(TEXT BLOCK)

Basra- August 20, 2004
His men were in control of the old part of the holy city of Najaf, daring Iraqi security and their American backers to attack the holy shrine thus turning the entire Iraqi Shia - and perhaps Iran too- into enemies.
Najaf for Shia is like the Vatican for the Catholics. Najaf holy shrines, include the mausoleum of the Fourth Caliph, Imam Ali Ibn Abi-Talib, cousin and son in law of prophet Mohammed, and the first man on earth to believe his mission as `a messenger of god.'
Following his 7th century AD assassination in a mosque in Kufa Abi-Talib's body was placed on a camel, as he wished, and was buried in Najaf where the camel finally stopped.
Mr Sadr's latest stand off- undermining Iyad Allawy's interim government and throwing a brick at President George Bush's re-election window-display - was the third in nine months.
Last September (2003) -Sadr supporters took over the tomb of Imam Ali, leading to bloody clashes with the Badr militia of the Iran backed Supreme Council for the Islamic Revolution in Iraq (SCIRI) lead by al-Hakim family and with supporters of Grand Ayatollah Ali Al-Sistani, the supreme spiritual leader of Shia in Iraq and beyond.

(End TEXT BLOCK)
(GIVEN INFORMATION)

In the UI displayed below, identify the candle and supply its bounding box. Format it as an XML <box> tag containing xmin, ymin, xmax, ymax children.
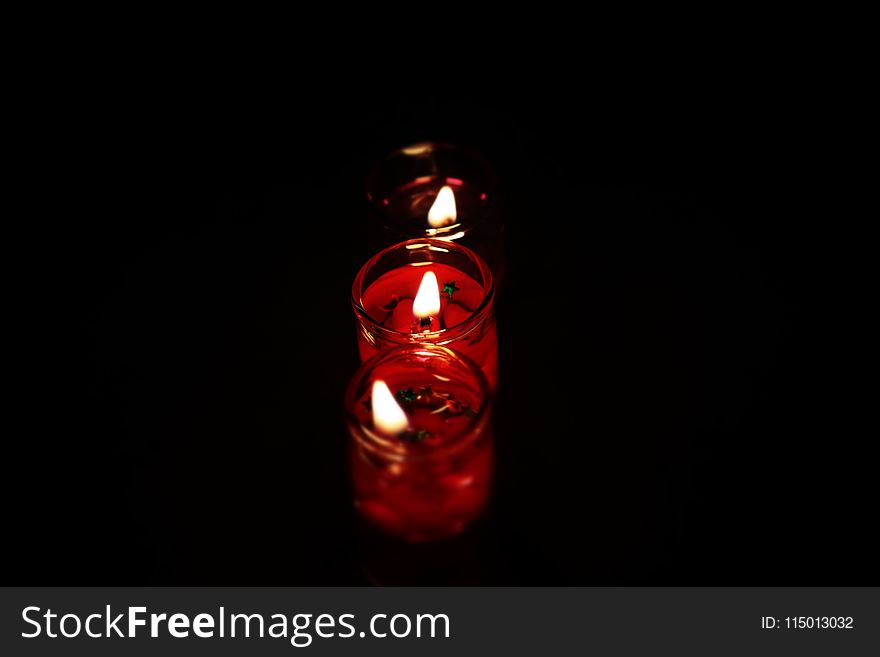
<box><xmin>352</xmin><ymin>239</ymin><xmax>498</xmax><ymax>389</ymax></box>
<box><xmin>345</xmin><ymin>345</ymin><xmax>494</xmax><ymax>541</ymax></box>
<box><xmin>367</xmin><ymin>143</ymin><xmax>504</xmax><ymax>280</ymax></box>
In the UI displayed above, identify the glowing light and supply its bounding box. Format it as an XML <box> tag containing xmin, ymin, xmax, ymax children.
<box><xmin>437</xmin><ymin>230</ymin><xmax>464</xmax><ymax>242</ymax></box>
<box><xmin>413</xmin><ymin>271</ymin><xmax>440</xmax><ymax>319</ymax></box>
<box><xmin>370</xmin><ymin>379</ymin><xmax>409</xmax><ymax>436</ymax></box>
<box><xmin>428</xmin><ymin>185</ymin><xmax>458</xmax><ymax>228</ymax></box>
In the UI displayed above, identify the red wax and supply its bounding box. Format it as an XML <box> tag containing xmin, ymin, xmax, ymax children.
<box><xmin>358</xmin><ymin>262</ymin><xmax>498</xmax><ymax>389</ymax></box>
<box><xmin>351</xmin><ymin>366</ymin><xmax>494</xmax><ymax>541</ymax></box>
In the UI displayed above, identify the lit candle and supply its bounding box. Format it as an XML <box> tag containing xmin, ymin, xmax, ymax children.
<box><xmin>345</xmin><ymin>345</ymin><xmax>494</xmax><ymax>541</ymax></box>
<box><xmin>367</xmin><ymin>143</ymin><xmax>504</xmax><ymax>280</ymax></box>
<box><xmin>352</xmin><ymin>239</ymin><xmax>498</xmax><ymax>389</ymax></box>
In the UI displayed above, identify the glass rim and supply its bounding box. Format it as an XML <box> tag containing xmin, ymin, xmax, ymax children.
<box><xmin>344</xmin><ymin>344</ymin><xmax>493</xmax><ymax>462</ymax></box>
<box><xmin>351</xmin><ymin>237</ymin><xmax>495</xmax><ymax>345</ymax></box>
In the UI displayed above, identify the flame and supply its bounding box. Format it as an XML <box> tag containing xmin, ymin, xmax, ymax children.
<box><xmin>413</xmin><ymin>271</ymin><xmax>440</xmax><ymax>319</ymax></box>
<box><xmin>370</xmin><ymin>379</ymin><xmax>409</xmax><ymax>436</ymax></box>
<box><xmin>428</xmin><ymin>185</ymin><xmax>458</xmax><ymax>228</ymax></box>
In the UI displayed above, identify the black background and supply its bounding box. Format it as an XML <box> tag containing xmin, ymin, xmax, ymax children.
<box><xmin>22</xmin><ymin>85</ymin><xmax>875</xmax><ymax>585</ymax></box>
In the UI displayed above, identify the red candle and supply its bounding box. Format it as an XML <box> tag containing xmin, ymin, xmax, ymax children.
<box><xmin>367</xmin><ymin>143</ymin><xmax>504</xmax><ymax>281</ymax></box>
<box><xmin>346</xmin><ymin>345</ymin><xmax>494</xmax><ymax>541</ymax></box>
<box><xmin>352</xmin><ymin>240</ymin><xmax>498</xmax><ymax>389</ymax></box>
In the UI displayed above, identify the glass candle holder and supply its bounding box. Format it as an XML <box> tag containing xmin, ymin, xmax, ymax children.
<box><xmin>345</xmin><ymin>345</ymin><xmax>494</xmax><ymax>542</ymax></box>
<box><xmin>366</xmin><ymin>142</ymin><xmax>504</xmax><ymax>280</ymax></box>
<box><xmin>352</xmin><ymin>239</ymin><xmax>498</xmax><ymax>390</ymax></box>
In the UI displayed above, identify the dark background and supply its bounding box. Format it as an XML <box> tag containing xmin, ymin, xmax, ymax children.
<box><xmin>22</xmin><ymin>89</ymin><xmax>876</xmax><ymax>585</ymax></box>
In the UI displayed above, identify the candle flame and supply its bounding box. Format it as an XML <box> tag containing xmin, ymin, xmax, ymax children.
<box><xmin>428</xmin><ymin>185</ymin><xmax>458</xmax><ymax>228</ymax></box>
<box><xmin>413</xmin><ymin>271</ymin><xmax>440</xmax><ymax>319</ymax></box>
<box><xmin>370</xmin><ymin>379</ymin><xmax>409</xmax><ymax>436</ymax></box>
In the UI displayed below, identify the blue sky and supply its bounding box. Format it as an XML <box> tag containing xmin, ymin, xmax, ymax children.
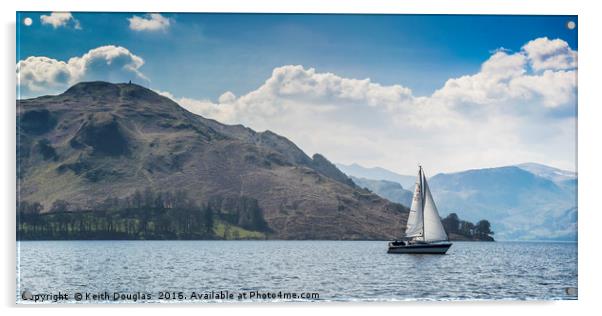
<box><xmin>17</xmin><ymin>12</ymin><xmax>578</xmax><ymax>99</ymax></box>
<box><xmin>16</xmin><ymin>12</ymin><xmax>578</xmax><ymax>174</ymax></box>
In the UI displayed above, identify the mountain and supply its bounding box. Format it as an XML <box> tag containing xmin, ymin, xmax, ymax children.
<box><xmin>516</xmin><ymin>162</ymin><xmax>577</xmax><ymax>183</ymax></box>
<box><xmin>339</xmin><ymin>163</ymin><xmax>578</xmax><ymax>240</ymax></box>
<box><xmin>16</xmin><ymin>82</ymin><xmax>408</xmax><ymax>239</ymax></box>
<box><xmin>350</xmin><ymin>176</ymin><xmax>413</xmax><ymax>207</ymax></box>
<box><xmin>429</xmin><ymin>166</ymin><xmax>577</xmax><ymax>240</ymax></box>
<box><xmin>336</xmin><ymin>163</ymin><xmax>416</xmax><ymax>188</ymax></box>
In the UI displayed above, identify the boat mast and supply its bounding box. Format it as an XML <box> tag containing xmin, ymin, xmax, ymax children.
<box><xmin>418</xmin><ymin>165</ymin><xmax>426</xmax><ymax>242</ymax></box>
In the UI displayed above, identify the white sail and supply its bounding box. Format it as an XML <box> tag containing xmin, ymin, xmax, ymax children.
<box><xmin>422</xmin><ymin>177</ymin><xmax>447</xmax><ymax>242</ymax></box>
<box><xmin>406</xmin><ymin>169</ymin><xmax>424</xmax><ymax>237</ymax></box>
<box><xmin>406</xmin><ymin>167</ymin><xmax>447</xmax><ymax>242</ymax></box>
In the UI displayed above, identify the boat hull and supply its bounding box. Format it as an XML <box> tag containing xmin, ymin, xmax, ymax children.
<box><xmin>387</xmin><ymin>243</ymin><xmax>452</xmax><ymax>255</ymax></box>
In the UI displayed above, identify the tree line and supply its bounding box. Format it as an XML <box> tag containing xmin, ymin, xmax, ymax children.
<box><xmin>17</xmin><ymin>188</ymin><xmax>269</xmax><ymax>240</ymax></box>
<box><xmin>441</xmin><ymin>213</ymin><xmax>494</xmax><ymax>241</ymax></box>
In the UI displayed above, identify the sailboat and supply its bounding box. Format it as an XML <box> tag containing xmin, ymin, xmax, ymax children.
<box><xmin>387</xmin><ymin>166</ymin><xmax>452</xmax><ymax>254</ymax></box>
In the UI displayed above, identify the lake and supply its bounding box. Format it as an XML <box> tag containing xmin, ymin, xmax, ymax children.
<box><xmin>17</xmin><ymin>241</ymin><xmax>577</xmax><ymax>303</ymax></box>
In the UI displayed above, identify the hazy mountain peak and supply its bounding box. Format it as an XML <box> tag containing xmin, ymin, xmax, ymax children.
<box><xmin>516</xmin><ymin>162</ymin><xmax>577</xmax><ymax>182</ymax></box>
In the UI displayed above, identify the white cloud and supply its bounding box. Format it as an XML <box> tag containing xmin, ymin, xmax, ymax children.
<box><xmin>17</xmin><ymin>38</ymin><xmax>577</xmax><ymax>174</ymax></box>
<box><xmin>164</xmin><ymin>38</ymin><xmax>577</xmax><ymax>172</ymax></box>
<box><xmin>17</xmin><ymin>45</ymin><xmax>148</xmax><ymax>97</ymax></box>
<box><xmin>128</xmin><ymin>13</ymin><xmax>170</xmax><ymax>31</ymax></box>
<box><xmin>40</xmin><ymin>12</ymin><xmax>81</xmax><ymax>30</ymax></box>
<box><xmin>523</xmin><ymin>37</ymin><xmax>577</xmax><ymax>71</ymax></box>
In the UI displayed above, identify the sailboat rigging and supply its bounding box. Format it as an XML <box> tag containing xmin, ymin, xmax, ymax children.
<box><xmin>388</xmin><ymin>166</ymin><xmax>452</xmax><ymax>254</ymax></box>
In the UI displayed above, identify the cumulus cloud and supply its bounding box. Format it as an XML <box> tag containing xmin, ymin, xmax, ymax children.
<box><xmin>17</xmin><ymin>45</ymin><xmax>148</xmax><ymax>97</ymax></box>
<box><xmin>163</xmin><ymin>38</ymin><xmax>577</xmax><ymax>172</ymax></box>
<box><xmin>523</xmin><ymin>37</ymin><xmax>577</xmax><ymax>71</ymax></box>
<box><xmin>128</xmin><ymin>13</ymin><xmax>170</xmax><ymax>31</ymax></box>
<box><xmin>40</xmin><ymin>12</ymin><xmax>81</xmax><ymax>29</ymax></box>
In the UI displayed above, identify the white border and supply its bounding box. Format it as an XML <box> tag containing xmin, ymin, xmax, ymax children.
<box><xmin>0</xmin><ymin>0</ymin><xmax>602</xmax><ymax>316</ymax></box>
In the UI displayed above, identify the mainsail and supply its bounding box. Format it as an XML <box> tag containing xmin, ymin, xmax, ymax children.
<box><xmin>406</xmin><ymin>167</ymin><xmax>447</xmax><ymax>242</ymax></box>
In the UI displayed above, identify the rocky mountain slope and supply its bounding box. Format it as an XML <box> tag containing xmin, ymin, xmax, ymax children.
<box><xmin>16</xmin><ymin>82</ymin><xmax>408</xmax><ymax>239</ymax></box>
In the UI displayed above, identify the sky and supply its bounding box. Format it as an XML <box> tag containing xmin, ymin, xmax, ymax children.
<box><xmin>16</xmin><ymin>12</ymin><xmax>578</xmax><ymax>174</ymax></box>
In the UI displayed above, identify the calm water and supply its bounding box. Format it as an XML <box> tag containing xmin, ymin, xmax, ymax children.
<box><xmin>17</xmin><ymin>241</ymin><xmax>577</xmax><ymax>302</ymax></box>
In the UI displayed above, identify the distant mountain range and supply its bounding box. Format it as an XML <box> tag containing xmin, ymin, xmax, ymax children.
<box><xmin>339</xmin><ymin>163</ymin><xmax>578</xmax><ymax>240</ymax></box>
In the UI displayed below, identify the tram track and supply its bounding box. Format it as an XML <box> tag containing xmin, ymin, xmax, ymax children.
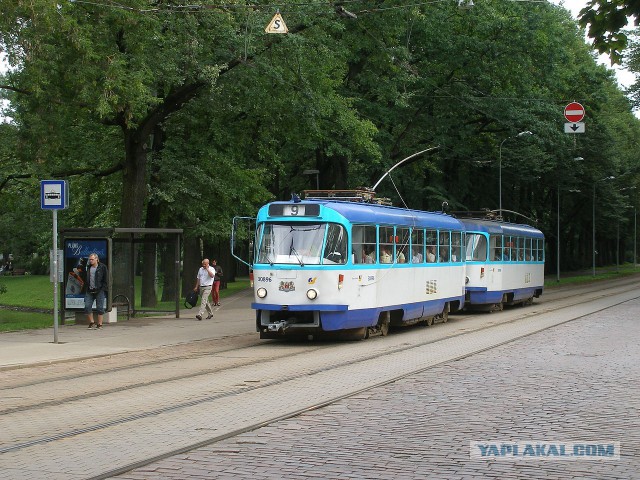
<box><xmin>0</xmin><ymin>276</ymin><xmax>634</xmax><ymax>415</ymax></box>
<box><xmin>0</xmin><ymin>279</ymin><xmax>637</xmax><ymax>478</ymax></box>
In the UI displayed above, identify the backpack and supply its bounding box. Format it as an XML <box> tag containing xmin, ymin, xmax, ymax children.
<box><xmin>184</xmin><ymin>290</ymin><xmax>198</xmax><ymax>308</ymax></box>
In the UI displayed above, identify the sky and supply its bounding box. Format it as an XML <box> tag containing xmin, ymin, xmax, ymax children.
<box><xmin>0</xmin><ymin>0</ymin><xmax>635</xmax><ymax>122</ymax></box>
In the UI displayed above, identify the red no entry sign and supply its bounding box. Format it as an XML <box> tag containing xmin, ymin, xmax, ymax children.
<box><xmin>564</xmin><ymin>102</ymin><xmax>584</xmax><ymax>122</ymax></box>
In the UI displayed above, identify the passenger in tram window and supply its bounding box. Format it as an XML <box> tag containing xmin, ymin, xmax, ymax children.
<box><xmin>362</xmin><ymin>247</ymin><xmax>373</xmax><ymax>263</ymax></box>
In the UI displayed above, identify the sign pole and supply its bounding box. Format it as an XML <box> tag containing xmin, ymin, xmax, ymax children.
<box><xmin>40</xmin><ymin>180</ymin><xmax>69</xmax><ymax>343</ymax></box>
<box><xmin>53</xmin><ymin>209</ymin><xmax>59</xmax><ymax>343</ymax></box>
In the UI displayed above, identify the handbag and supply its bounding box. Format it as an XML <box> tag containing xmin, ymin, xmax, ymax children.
<box><xmin>184</xmin><ymin>291</ymin><xmax>198</xmax><ymax>308</ymax></box>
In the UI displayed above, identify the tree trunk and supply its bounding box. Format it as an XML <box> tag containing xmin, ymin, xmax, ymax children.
<box><xmin>120</xmin><ymin>127</ymin><xmax>148</xmax><ymax>228</ymax></box>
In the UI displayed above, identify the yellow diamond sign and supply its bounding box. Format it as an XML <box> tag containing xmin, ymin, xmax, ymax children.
<box><xmin>264</xmin><ymin>13</ymin><xmax>289</xmax><ymax>33</ymax></box>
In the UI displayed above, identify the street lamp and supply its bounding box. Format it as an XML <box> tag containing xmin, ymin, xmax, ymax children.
<box><xmin>591</xmin><ymin>176</ymin><xmax>616</xmax><ymax>277</ymax></box>
<box><xmin>556</xmin><ymin>157</ymin><xmax>584</xmax><ymax>282</ymax></box>
<box><xmin>498</xmin><ymin>130</ymin><xmax>533</xmax><ymax>215</ymax></box>
<box><xmin>302</xmin><ymin>170</ymin><xmax>320</xmax><ymax>190</ymax></box>
<box><xmin>616</xmin><ymin>187</ymin><xmax>636</xmax><ymax>273</ymax></box>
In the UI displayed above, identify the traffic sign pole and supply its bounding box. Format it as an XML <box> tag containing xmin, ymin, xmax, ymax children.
<box><xmin>53</xmin><ymin>209</ymin><xmax>60</xmax><ymax>343</ymax></box>
<box><xmin>40</xmin><ymin>180</ymin><xmax>69</xmax><ymax>343</ymax></box>
<box><xmin>564</xmin><ymin>102</ymin><xmax>584</xmax><ymax>123</ymax></box>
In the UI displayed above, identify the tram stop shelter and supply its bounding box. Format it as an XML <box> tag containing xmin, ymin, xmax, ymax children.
<box><xmin>60</xmin><ymin>228</ymin><xmax>183</xmax><ymax>322</ymax></box>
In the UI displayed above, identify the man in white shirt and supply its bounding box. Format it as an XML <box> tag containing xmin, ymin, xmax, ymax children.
<box><xmin>193</xmin><ymin>258</ymin><xmax>216</xmax><ymax>320</ymax></box>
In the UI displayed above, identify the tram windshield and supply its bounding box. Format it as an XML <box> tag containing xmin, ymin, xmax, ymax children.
<box><xmin>257</xmin><ymin>222</ymin><xmax>347</xmax><ymax>266</ymax></box>
<box><xmin>466</xmin><ymin>232</ymin><xmax>487</xmax><ymax>262</ymax></box>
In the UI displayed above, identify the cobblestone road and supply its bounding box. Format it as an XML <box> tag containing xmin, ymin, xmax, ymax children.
<box><xmin>116</xmin><ymin>299</ymin><xmax>640</xmax><ymax>480</ymax></box>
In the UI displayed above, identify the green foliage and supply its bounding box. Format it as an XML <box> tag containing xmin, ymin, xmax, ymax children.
<box><xmin>0</xmin><ymin>0</ymin><xmax>640</xmax><ymax>274</ymax></box>
<box><xmin>580</xmin><ymin>0</ymin><xmax>640</xmax><ymax>63</ymax></box>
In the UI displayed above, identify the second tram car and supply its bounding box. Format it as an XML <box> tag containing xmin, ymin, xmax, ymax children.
<box><xmin>232</xmin><ymin>191</ymin><xmax>544</xmax><ymax>338</ymax></box>
<box><xmin>460</xmin><ymin>219</ymin><xmax>544</xmax><ymax>310</ymax></box>
<box><xmin>252</xmin><ymin>193</ymin><xmax>465</xmax><ymax>338</ymax></box>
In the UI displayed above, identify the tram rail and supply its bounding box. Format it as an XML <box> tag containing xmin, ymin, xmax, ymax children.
<box><xmin>0</xmin><ymin>277</ymin><xmax>639</xmax><ymax>478</ymax></box>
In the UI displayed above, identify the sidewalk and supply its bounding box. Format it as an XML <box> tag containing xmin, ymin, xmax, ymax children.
<box><xmin>0</xmin><ymin>289</ymin><xmax>255</xmax><ymax>371</ymax></box>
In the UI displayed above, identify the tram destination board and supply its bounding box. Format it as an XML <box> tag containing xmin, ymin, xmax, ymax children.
<box><xmin>269</xmin><ymin>203</ymin><xmax>320</xmax><ymax>217</ymax></box>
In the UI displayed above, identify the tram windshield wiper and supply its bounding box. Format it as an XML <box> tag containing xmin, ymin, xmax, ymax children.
<box><xmin>289</xmin><ymin>238</ymin><xmax>304</xmax><ymax>267</ymax></box>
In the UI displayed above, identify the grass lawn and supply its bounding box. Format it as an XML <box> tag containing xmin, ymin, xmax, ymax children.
<box><xmin>0</xmin><ymin>264</ymin><xmax>640</xmax><ymax>332</ymax></box>
<box><xmin>0</xmin><ymin>275</ymin><xmax>249</xmax><ymax>332</ymax></box>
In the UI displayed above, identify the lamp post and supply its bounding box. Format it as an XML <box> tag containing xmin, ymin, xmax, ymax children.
<box><xmin>591</xmin><ymin>176</ymin><xmax>616</xmax><ymax>277</ymax></box>
<box><xmin>302</xmin><ymin>169</ymin><xmax>320</xmax><ymax>190</ymax></box>
<box><xmin>498</xmin><ymin>130</ymin><xmax>533</xmax><ymax>215</ymax></box>
<box><xmin>556</xmin><ymin>157</ymin><xmax>584</xmax><ymax>283</ymax></box>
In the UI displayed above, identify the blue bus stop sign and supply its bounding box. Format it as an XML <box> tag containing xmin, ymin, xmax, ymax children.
<box><xmin>40</xmin><ymin>180</ymin><xmax>69</xmax><ymax>210</ymax></box>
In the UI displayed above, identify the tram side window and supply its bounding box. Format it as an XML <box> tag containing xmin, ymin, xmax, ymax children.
<box><xmin>411</xmin><ymin>228</ymin><xmax>424</xmax><ymax>263</ymax></box>
<box><xmin>489</xmin><ymin>235</ymin><xmax>502</xmax><ymax>262</ymax></box>
<box><xmin>379</xmin><ymin>227</ymin><xmax>395</xmax><ymax>263</ymax></box>
<box><xmin>466</xmin><ymin>233</ymin><xmax>488</xmax><ymax>262</ymax></box>
<box><xmin>395</xmin><ymin>227</ymin><xmax>409</xmax><ymax>263</ymax></box>
<box><xmin>425</xmin><ymin>230</ymin><xmax>438</xmax><ymax>263</ymax></box>
<box><xmin>502</xmin><ymin>235</ymin><xmax>516</xmax><ymax>262</ymax></box>
<box><xmin>536</xmin><ymin>238</ymin><xmax>544</xmax><ymax>262</ymax></box>
<box><xmin>323</xmin><ymin>223</ymin><xmax>347</xmax><ymax>263</ymax></box>
<box><xmin>438</xmin><ymin>231</ymin><xmax>451</xmax><ymax>262</ymax></box>
<box><xmin>352</xmin><ymin>225</ymin><xmax>376</xmax><ymax>263</ymax></box>
<box><xmin>516</xmin><ymin>237</ymin><xmax>525</xmax><ymax>262</ymax></box>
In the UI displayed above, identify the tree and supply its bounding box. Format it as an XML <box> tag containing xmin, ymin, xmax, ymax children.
<box><xmin>578</xmin><ymin>0</ymin><xmax>640</xmax><ymax>63</ymax></box>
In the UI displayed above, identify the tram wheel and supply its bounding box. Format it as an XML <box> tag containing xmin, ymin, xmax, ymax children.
<box><xmin>378</xmin><ymin>312</ymin><xmax>391</xmax><ymax>337</ymax></box>
<box><xmin>380</xmin><ymin>322</ymin><xmax>389</xmax><ymax>337</ymax></box>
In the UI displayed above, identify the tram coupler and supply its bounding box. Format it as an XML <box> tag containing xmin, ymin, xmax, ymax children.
<box><xmin>267</xmin><ymin>320</ymin><xmax>287</xmax><ymax>333</ymax></box>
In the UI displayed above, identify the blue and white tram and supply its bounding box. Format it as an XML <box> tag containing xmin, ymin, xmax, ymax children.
<box><xmin>460</xmin><ymin>219</ymin><xmax>544</xmax><ymax>310</ymax></box>
<box><xmin>252</xmin><ymin>198</ymin><xmax>465</xmax><ymax>338</ymax></box>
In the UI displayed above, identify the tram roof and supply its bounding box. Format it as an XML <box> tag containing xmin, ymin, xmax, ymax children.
<box><xmin>460</xmin><ymin>218</ymin><xmax>544</xmax><ymax>238</ymax></box>
<box><xmin>262</xmin><ymin>199</ymin><xmax>464</xmax><ymax>230</ymax></box>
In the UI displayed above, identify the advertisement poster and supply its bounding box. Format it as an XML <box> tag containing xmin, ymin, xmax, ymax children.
<box><xmin>63</xmin><ymin>238</ymin><xmax>111</xmax><ymax>310</ymax></box>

(End GIVEN INFORMATION)

WHAT THIS EXERCISE ASKS -
A. Answer these questions from the text on Najaf:
(i) What does the text compare Najaf to, for Shia?
(ii) Where was Imam Ali Ibn Abi-Talib assassinated?
(iii) Who leads the Supreme Council for the Islamic Revolution in Iraq?
B. Duplicate the stretch of the Najaf text from "Basra- August 20, 2004" through "in nine months.".

ANSWERS TO THE EXERCISES -
A.
(i) The Vatican for the Catholics.
(ii) In a mosque in Kufa.
(iii) The al-Hakim family.

B.
Basra- August 20, 2004
His men were in control of the old part of the holy city of Najaf, daring Iraqi security and their American backers to attack the holy shrine thus turning the entire Iraqi Shia - and perhaps Iran too- into enemies.
Najaf for Shia is like the Vatican for the Catholics. Najaf holy shrines, include the mausoleum of the Fourth Caliph, Imam Ali Ibn Abi-Talib, cousin and son in law of prophet Mohammed, and the first man on earth to believe his mission as `a messenger of god.'
Following his 7th century AD assassination in a mosque in Kufa Abi-Talib's body was placed on a camel, as he wished, and was buried in Najaf where the camel finally stopped.
Mr Sadr's latest stand off- undermining Iyad Allawy's interim government and throwing a brick at President George Bush's re-election window-display - was the third in nine months.